# Your task
If a line in the records below contains "boulder", copy that line.

# Records for this task
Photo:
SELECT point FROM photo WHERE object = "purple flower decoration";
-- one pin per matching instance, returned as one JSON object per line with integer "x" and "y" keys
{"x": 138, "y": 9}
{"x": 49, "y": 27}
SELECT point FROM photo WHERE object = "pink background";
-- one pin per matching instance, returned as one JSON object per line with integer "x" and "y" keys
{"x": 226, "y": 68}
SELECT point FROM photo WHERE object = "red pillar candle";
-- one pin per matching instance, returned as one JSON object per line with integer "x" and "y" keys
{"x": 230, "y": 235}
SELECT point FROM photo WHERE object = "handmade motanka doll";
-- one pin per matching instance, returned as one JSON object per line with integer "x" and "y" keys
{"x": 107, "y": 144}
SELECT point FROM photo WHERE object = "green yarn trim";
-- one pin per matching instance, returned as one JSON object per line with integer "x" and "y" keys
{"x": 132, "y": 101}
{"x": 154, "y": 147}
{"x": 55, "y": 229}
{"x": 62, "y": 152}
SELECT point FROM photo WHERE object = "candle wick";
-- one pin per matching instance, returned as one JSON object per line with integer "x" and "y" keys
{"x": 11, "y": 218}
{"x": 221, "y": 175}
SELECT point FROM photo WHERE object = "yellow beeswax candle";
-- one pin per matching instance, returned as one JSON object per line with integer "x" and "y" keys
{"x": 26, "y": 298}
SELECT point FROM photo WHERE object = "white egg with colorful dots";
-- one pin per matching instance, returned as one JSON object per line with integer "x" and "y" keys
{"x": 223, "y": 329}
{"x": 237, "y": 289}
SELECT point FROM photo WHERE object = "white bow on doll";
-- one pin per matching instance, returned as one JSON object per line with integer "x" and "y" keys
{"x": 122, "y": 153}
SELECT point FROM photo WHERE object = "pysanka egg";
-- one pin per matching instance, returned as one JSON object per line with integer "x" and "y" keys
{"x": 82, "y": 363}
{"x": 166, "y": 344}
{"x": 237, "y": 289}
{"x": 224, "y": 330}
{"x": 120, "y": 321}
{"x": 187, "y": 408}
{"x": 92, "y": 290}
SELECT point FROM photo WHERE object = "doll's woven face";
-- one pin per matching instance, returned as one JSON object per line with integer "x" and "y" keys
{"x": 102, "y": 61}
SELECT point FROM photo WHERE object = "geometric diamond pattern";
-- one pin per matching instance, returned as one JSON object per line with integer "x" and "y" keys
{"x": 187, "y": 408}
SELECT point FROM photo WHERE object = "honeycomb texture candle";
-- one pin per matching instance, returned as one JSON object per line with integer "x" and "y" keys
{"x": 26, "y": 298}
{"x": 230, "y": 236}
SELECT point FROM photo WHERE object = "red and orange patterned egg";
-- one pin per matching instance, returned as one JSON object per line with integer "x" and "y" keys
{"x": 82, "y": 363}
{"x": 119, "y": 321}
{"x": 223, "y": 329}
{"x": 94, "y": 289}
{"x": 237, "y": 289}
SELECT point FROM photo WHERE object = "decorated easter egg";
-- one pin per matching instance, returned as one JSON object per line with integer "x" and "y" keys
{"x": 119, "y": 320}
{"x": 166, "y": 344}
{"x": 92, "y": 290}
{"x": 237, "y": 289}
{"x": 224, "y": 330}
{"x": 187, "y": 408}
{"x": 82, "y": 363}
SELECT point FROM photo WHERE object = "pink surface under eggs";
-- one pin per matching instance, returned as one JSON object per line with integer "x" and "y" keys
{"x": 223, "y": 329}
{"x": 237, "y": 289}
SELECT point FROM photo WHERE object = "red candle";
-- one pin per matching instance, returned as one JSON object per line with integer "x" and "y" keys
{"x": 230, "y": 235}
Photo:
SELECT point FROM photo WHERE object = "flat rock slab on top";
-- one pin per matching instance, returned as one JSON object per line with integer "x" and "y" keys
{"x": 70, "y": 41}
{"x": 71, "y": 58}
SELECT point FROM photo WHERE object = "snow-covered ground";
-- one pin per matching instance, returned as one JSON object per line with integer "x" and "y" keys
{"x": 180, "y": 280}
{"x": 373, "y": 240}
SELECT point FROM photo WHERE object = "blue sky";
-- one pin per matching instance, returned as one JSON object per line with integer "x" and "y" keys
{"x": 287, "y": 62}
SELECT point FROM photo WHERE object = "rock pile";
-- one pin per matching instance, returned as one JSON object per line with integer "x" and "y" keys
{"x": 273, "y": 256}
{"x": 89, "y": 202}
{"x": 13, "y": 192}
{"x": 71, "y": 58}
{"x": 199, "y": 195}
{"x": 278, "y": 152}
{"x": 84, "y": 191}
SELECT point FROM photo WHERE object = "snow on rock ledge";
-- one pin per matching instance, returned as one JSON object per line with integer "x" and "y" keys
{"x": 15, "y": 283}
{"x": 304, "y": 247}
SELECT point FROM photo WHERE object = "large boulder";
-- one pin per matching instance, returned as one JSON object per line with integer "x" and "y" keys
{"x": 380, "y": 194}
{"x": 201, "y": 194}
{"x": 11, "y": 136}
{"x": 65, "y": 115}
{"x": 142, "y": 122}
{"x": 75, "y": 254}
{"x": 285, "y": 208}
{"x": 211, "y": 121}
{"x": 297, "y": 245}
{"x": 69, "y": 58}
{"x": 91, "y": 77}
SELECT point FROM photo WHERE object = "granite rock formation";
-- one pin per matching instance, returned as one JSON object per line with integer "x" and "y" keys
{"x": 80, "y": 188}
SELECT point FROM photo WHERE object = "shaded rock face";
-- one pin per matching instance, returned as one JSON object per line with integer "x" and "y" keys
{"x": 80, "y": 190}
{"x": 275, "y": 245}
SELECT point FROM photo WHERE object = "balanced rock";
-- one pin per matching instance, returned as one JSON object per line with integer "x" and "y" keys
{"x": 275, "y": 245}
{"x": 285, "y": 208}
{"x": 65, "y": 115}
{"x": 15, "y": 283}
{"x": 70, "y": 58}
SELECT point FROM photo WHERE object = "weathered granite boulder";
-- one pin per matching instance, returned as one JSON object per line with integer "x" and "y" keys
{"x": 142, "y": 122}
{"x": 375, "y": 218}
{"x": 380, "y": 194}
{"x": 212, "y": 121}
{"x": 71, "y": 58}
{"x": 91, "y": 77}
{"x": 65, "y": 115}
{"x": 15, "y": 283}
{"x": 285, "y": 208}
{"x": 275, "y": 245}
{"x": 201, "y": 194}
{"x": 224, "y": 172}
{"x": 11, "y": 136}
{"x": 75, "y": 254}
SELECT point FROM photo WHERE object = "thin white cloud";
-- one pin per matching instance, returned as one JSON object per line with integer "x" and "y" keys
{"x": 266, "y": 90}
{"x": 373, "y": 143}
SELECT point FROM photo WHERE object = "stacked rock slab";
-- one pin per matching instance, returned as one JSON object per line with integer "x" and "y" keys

# Output of the task
SELECT point FROM photo WHERE object = "large boulder";
SELECT point FROM photo WHERE object = "weathered granite boulder";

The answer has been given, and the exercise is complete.